▶ **Task**: Write out the part of the Blinky Bill review starting with "I sat through" and going on through "late Steve Irwin.".

▶ **Provided text**:
----
I sat through this film with my four-year old son, his friend and their
parent, all of whom enjoyed the film barring myself. This reboot will
be disappointing for those who have fond memories of the original
movies and TV series by Yoram Gross Film Studio (based on the
children's books by Dorothy Wall) now known as Flying Bark Productions,
with a less adorable animation style and some different characters. I
strongly feel that this movie is an embarrassment to modern Australia,
perpetuating cultural stereotypes projected by iconic relics such as
'Crocodile Dundee' and the late Steve Irwin.
'Blinky Bill: The Movie' (nobody could think of a better title?) loosely espouses some community values and environmental messages under a good vs evil theme, and the title character embarks on an 'Indiana Jones'-inspired journey with plenty of action scenes. Unfortunately, the screenplay is weak, characters are lacklustre, and about %99 of the dialogue is indecipherable and/or irritating. Being Australian-born myself and having lived in several Australian states, I found the meaningless phrases uttered in harsh accents very painful to my ears. Notable characters include a villainous cat impersonating Scar from Disney's 'The Lion King' movies, two female emus voiced by Toni Collette doing an excellent imitation of the title characters in 'Kath and Kim', and a sunstroke-affected wombat somewhat channelling the murderer in 'Wolf Creek'. Curiously, humans that encounter the animals in the story never seem to question their outlandishly anthropomorphic and inventive qualities. There's a joke thrown in for adults, which I felt to be trashy compared to the intelligent humour often found in better-quality children's films.
----
▶ **Items**:

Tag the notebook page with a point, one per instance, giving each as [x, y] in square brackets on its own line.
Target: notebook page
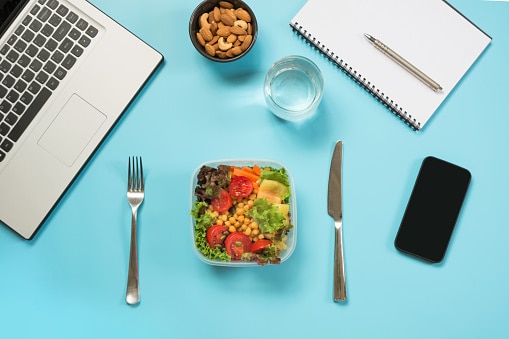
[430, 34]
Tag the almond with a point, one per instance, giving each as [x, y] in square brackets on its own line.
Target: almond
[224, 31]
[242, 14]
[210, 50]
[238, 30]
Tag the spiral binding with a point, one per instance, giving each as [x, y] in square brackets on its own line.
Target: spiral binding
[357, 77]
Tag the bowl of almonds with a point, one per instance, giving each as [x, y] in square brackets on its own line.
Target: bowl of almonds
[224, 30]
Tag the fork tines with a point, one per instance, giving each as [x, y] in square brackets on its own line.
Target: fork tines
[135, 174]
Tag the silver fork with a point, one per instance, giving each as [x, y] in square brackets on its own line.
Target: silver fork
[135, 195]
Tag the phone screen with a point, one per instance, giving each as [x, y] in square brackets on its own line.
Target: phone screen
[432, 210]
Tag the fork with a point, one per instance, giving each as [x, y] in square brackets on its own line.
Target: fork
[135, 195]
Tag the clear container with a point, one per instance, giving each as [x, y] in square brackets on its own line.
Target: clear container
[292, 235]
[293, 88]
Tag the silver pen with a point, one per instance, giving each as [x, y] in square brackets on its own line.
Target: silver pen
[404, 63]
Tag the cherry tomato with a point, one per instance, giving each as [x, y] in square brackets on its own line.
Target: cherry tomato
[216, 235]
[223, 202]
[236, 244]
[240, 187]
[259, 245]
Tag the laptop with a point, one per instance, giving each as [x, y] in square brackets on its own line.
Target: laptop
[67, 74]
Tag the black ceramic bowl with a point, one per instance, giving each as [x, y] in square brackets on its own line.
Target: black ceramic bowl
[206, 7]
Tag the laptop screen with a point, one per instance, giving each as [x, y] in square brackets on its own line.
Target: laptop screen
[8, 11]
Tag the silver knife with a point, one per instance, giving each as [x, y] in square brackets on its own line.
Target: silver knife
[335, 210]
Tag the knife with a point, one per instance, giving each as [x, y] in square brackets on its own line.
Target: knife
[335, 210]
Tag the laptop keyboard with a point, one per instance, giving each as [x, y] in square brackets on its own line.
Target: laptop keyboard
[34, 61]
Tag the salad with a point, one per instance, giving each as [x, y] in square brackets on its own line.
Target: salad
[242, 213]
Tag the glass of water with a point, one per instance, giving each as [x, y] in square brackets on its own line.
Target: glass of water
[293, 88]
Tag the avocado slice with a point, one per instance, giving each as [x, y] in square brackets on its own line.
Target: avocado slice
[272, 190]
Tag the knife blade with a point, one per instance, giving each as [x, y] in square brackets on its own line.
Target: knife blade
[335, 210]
----
▶ **Complete output**:
I sat through this film with my four-year old son, his friend and their
parent, all of whom enjoyed the film barring myself. This reboot will
be disappointing for those who have fond memories of the original
movies and TV series by Yoram Gross Film Studio (based on the
children's books by Dorothy Wall) now known as Flying Bark Productions,
with a less adorable animation style and some different characters. I
strongly feel that this movie is an embarrassment to modern Australia,
perpetuating cultural stereotypes projected by iconic relics such as
'Crocodile Dundee' and the late Steve Irwin.